» **Set task 1**: What does the app catalog excerpt name as the first job?
» **Set task 2**: Rewrite everything from "Most teams start" down to "design app tiles." in the app catalog excerpt, putting "help center" wherever "portal" appears.

» **Excerpt to read**:

Most teams start with the portal. Fair enough. It feels like the obvious place to start because everyone can see it, click around, and say, “Great, now employees can request apps.” But the portal is only the front door. The real work is what happens after someone asks for access.

And if you’re running Jira Service Management already, the bigger question is pretty simple: why send people to another system when the work already starts in Jira? If you want to see what that can look like in practice, Learn more about Multiplier.

Key Takeaways:

  • Creating a self-service app catalog fails when teams focus on the portal instead of the access workflow behind it.
  • The first job is to map your messy access requests, not design app tiles.
  • Roles matter more than app names because vague access levels create approval loops.
  • Slack approvals can speed things up, but only if Jira remains the system of record.
  • Temporary access should be the default for risky apps, admin roles, and production systems.

» **Information provided**:
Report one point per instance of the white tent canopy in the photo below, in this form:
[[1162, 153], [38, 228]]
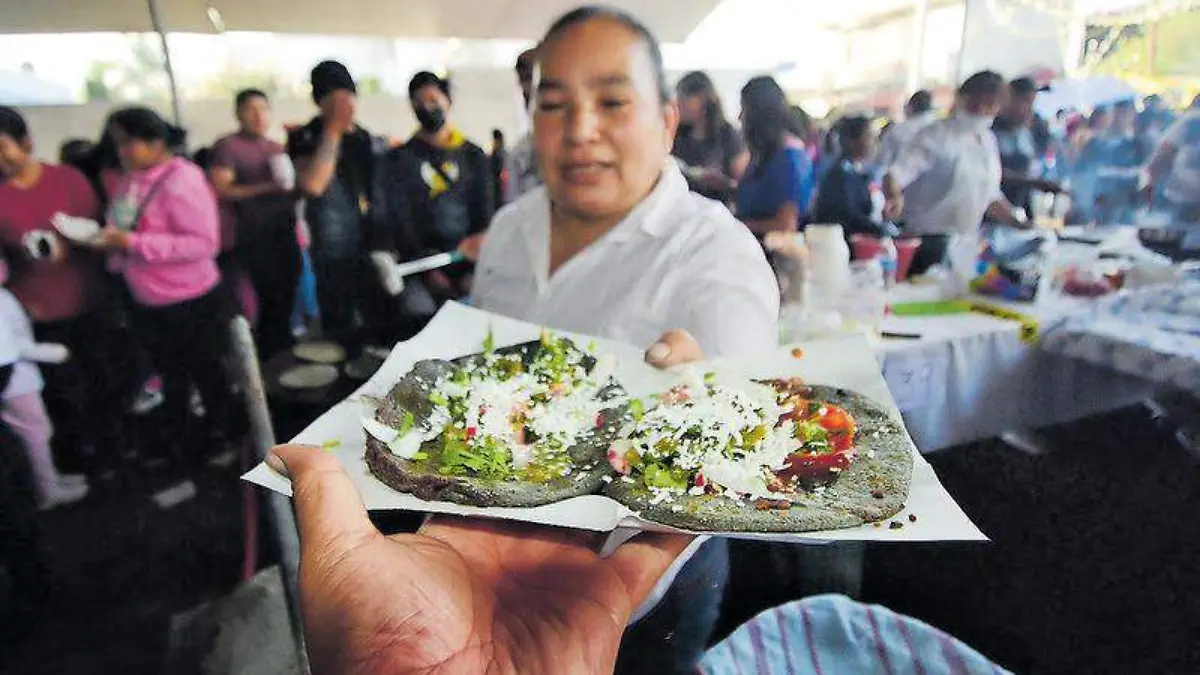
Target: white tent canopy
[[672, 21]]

» **Finished answer 1**: Mapping your messy access requests, not designing app tiles.

» **Finished answer 2**:
Most teams start with the help center. Fair enough. It feels like the obvious place to start because everyone can see it, click around, and say, “Great, now employees can request apps.” But the help center is only the front door. The real work is what happens after someone asks for access.

And if you’re running Jira Service Management already, the bigger question is pretty simple: why send people to another system when the work already starts in Jira? If you want to see what that can look like in practice, Learn more about Multiplier.

Key Takeaways:

  • Creating a self-service app catalog fails when teams focus on the help center instead of the access workflow behind it.
  • The first job is to map your messy access requests, not design app tiles.